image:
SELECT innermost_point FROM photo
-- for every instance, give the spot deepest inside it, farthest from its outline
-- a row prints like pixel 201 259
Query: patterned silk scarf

* * * * * * *

**WHAT TO DO**
Could you please print the entire listing exactly?

**TASK ANSWER**
image:
SELECT innermost_point FROM photo
-- for every instance, give the spot deepest inside it, farthest from its outline
-- a row prints like pixel 201 259
Query: patterned silk scarf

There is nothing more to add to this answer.